* **TEXT SHOWN**
● ● ● ● ●

The East Asia S-1 Trial in Lung Cancer (EAST-LC) was a randomized phase III study conducted in East Asia that demonstrated the non-inferiority of S-1 to docetaxel in previously treated patients with advanced non-small cell lung cancer (NSCLC). Here, we reported the results of the Japanese subgroup treated with docetaxel 60 mg/m2, the standard dosage in Japan.

Patients and methods

Patients were randomized 1:1 to receive either S-1 or docetaxel. The primary endpoint was overall survival (OS); the secondary endpoints included progression-free survival (PFS), response rate (RR), quality of life (QOL), and safety.

Results

Patient characteristics in the Japanese subgroup (n = 724) were similar to those in the overall EAST-LC population. Median OS was 13.4 months in the S-1 group and 12.6 months in the docetaxel group. In pemetrexed-pretreated patients, OS with S-1 was similar to that with docetaxel. Median PFS was 2.9 and 3.0 months in the S-1 and docetaxel groups, respectively. RR was 9.4% and 10.3% in the S-1 and docetaxel groups, respectively. The QOL of patients treated with S-1 was better compared with that of patients treated with docetaxel. Decreased appetite and diarrhea were more common in the S-1 group, whereas the frequency of neutropenia and febrile neutropenia was markedly higher in the docetaxel group.

Conclusions

This Japanese subgroup analysis showed that S-1 had similar efficacy to docetaxel in patients with previously treated advanced NSCLC. These results are similar to those of the overall EAST-LC population.

● ● ● ● ●

[Entries from a collection]
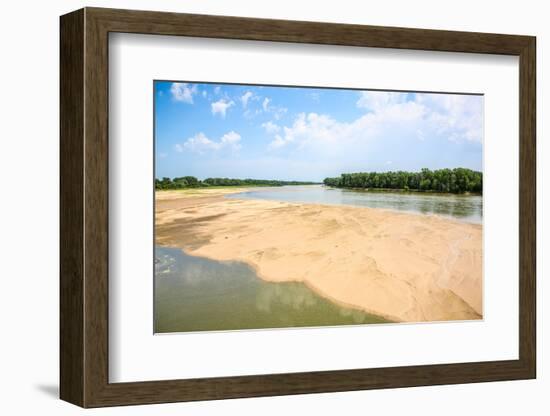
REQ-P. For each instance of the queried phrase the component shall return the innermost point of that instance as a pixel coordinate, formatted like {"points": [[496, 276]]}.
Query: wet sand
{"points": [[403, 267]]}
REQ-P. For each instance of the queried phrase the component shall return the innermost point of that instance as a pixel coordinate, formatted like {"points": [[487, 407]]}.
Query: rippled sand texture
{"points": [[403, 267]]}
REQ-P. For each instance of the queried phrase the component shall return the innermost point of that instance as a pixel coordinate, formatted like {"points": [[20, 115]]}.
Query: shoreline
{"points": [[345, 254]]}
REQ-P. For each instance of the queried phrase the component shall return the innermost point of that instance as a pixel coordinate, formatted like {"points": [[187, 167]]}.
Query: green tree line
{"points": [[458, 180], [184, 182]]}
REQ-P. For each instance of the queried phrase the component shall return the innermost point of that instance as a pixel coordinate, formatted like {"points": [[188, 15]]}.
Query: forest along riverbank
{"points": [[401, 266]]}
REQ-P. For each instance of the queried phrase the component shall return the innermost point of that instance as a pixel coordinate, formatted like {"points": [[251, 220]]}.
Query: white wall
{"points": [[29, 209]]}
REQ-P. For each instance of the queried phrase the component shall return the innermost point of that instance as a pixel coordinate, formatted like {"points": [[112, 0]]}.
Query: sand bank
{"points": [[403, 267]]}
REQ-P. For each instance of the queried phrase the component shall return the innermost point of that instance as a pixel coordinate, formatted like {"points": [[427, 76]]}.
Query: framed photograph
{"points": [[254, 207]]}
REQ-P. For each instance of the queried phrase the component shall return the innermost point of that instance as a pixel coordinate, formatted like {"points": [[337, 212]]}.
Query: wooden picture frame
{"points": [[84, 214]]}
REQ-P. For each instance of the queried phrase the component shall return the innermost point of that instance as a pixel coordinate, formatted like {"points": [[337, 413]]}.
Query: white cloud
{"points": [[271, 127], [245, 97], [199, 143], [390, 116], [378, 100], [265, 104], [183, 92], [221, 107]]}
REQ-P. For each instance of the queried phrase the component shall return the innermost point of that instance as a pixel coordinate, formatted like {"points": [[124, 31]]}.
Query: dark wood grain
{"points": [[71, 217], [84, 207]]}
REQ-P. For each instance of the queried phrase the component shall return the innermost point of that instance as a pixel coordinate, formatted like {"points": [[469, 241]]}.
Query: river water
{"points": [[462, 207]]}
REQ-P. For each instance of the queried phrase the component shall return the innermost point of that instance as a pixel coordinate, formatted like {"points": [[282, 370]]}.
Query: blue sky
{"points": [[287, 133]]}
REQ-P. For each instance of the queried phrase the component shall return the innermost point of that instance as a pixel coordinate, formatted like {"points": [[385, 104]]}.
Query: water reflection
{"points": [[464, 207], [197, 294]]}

● ● ● ● ●

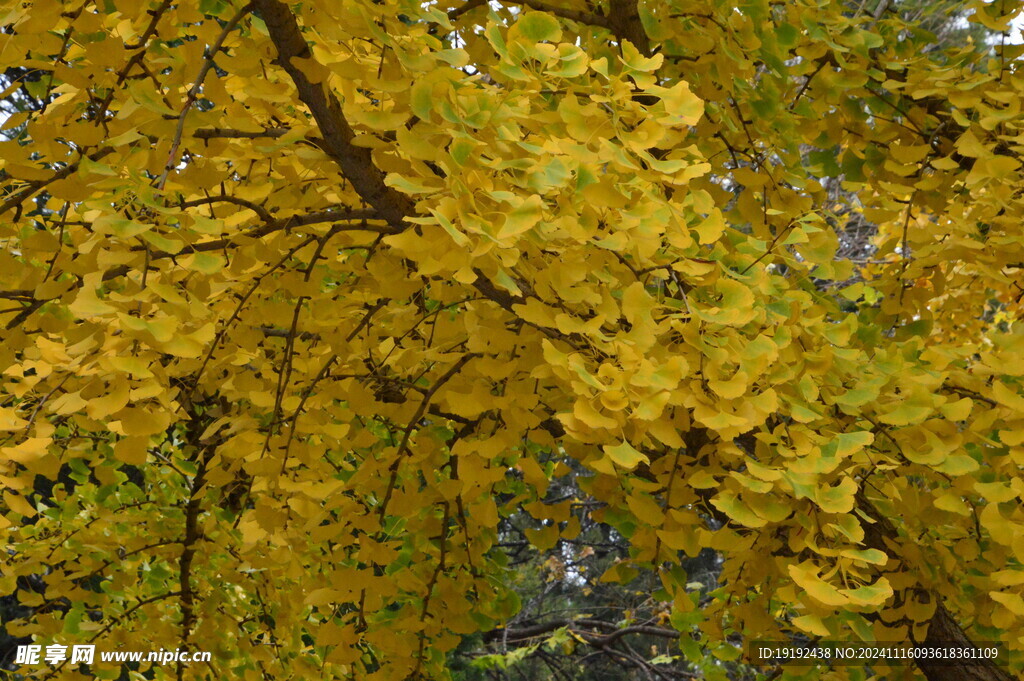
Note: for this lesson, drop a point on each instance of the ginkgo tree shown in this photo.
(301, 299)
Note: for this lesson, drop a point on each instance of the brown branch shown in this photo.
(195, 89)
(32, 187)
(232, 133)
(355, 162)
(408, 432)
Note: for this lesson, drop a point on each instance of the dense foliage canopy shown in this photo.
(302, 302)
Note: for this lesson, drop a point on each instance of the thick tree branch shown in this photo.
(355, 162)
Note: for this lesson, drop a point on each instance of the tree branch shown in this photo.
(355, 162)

● ● ● ● ●

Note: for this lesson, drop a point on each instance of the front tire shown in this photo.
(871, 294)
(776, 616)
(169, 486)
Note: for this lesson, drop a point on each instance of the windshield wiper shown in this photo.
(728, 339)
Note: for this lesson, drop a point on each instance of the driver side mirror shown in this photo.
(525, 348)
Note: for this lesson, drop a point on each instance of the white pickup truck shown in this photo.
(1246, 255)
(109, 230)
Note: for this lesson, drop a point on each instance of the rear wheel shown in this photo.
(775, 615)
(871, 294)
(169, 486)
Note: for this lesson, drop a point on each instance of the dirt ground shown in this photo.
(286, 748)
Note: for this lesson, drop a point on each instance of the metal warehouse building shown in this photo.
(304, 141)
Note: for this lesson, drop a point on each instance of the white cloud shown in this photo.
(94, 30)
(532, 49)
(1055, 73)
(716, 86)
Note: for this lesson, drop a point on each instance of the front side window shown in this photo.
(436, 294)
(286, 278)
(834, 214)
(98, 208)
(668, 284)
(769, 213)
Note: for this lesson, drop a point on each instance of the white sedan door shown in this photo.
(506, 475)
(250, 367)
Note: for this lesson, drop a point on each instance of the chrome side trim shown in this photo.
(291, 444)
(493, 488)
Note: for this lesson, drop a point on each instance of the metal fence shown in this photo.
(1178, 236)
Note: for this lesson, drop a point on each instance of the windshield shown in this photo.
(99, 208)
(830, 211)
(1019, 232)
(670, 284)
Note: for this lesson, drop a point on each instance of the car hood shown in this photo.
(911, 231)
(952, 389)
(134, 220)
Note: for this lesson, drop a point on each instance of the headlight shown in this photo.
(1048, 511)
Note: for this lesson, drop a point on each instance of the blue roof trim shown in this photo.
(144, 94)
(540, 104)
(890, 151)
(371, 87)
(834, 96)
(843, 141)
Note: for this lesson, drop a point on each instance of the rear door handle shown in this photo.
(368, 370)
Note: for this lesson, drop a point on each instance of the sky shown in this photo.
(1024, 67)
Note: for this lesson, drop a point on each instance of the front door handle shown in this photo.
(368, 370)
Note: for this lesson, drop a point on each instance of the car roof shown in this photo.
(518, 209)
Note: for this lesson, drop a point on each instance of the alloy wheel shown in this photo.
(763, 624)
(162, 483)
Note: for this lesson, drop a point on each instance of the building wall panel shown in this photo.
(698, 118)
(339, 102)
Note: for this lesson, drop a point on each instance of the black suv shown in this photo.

● ● ● ● ●

* **TASK DETAILS**
Please copy everything in the lung cancer trial abstract from "The East Asia" down to "(QOL), and safety.", word for word.

* **SOLUTION TO THE PROBLEM**
The East Asia S-1 Trial in Lung Cancer (EAST-LC) was a randomized phase III study conducted in East Asia that demonstrated the non-inferiority of S-1 to docetaxel in previously treated patients with advanced non-small cell lung cancer (NSCLC). Here, we reported the results of the Japanese subgroup treated with docetaxel 60 mg/m2, the standard dosage in Japan.

Patients and methods

Patients were randomized 1:1 to receive either S-1 or docetaxel. The primary endpoint was overall survival (OS); the secondary endpoints included progression-free survival (PFS), response rate (RR), quality of life (QOL), and safety.